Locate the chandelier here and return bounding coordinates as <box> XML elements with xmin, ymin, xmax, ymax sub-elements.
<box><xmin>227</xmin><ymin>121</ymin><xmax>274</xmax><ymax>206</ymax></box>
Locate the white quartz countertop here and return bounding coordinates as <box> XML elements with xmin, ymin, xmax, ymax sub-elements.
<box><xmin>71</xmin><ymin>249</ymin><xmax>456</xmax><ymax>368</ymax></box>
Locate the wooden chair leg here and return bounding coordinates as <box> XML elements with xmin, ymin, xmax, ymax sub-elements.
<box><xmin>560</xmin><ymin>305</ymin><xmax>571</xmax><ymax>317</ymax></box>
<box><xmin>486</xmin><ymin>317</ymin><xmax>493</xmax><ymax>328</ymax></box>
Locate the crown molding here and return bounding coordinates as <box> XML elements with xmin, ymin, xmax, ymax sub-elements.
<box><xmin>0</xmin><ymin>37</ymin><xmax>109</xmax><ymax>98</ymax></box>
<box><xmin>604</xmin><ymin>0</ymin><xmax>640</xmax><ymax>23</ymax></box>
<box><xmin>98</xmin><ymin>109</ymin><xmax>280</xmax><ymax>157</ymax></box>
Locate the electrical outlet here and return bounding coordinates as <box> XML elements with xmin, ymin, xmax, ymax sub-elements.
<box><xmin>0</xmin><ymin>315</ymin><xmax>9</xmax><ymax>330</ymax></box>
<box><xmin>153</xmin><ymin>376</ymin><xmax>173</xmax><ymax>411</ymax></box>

____________________

Turn every line of the material above into a JSON list of strings, one string per line, leaving out any blank lines.

• _Exercise result_:
[
  "Locate the chandelier here and return bounding coordinates as <box> XML elements with xmin, ymin, xmax, ymax sub-elements.",
  "<box><xmin>227</xmin><ymin>121</ymin><xmax>274</xmax><ymax>206</ymax></box>",
  "Locate the white quartz countertop here and return bounding coordinates as <box> XML elements with xmin, ymin, xmax, ymax sub-elements.",
  "<box><xmin>71</xmin><ymin>249</ymin><xmax>456</xmax><ymax>368</ymax></box>",
  "Locate the wooden chair leg here and return bounding coordinates as <box> XML elements with xmin, ymin, xmax, ymax sub-elements.",
  "<box><xmin>560</xmin><ymin>305</ymin><xmax>571</xmax><ymax>317</ymax></box>",
  "<box><xmin>486</xmin><ymin>317</ymin><xmax>493</xmax><ymax>328</ymax></box>",
  "Locate the crown molding here and return bounding coordinates as <box> XML elements with xmin, ymin, xmax, ymax sub-elements.",
  "<box><xmin>0</xmin><ymin>37</ymin><xmax>109</xmax><ymax>98</ymax></box>",
  "<box><xmin>604</xmin><ymin>0</ymin><xmax>640</xmax><ymax>23</ymax></box>",
  "<box><xmin>98</xmin><ymin>109</ymin><xmax>280</xmax><ymax>157</ymax></box>",
  "Locate the electrical outlet here and return bounding coordinates as <box> XML elements with xmin, ymin, xmax, ymax sub-elements.",
  "<box><xmin>0</xmin><ymin>315</ymin><xmax>9</xmax><ymax>330</ymax></box>",
  "<box><xmin>153</xmin><ymin>376</ymin><xmax>173</xmax><ymax>411</ymax></box>"
]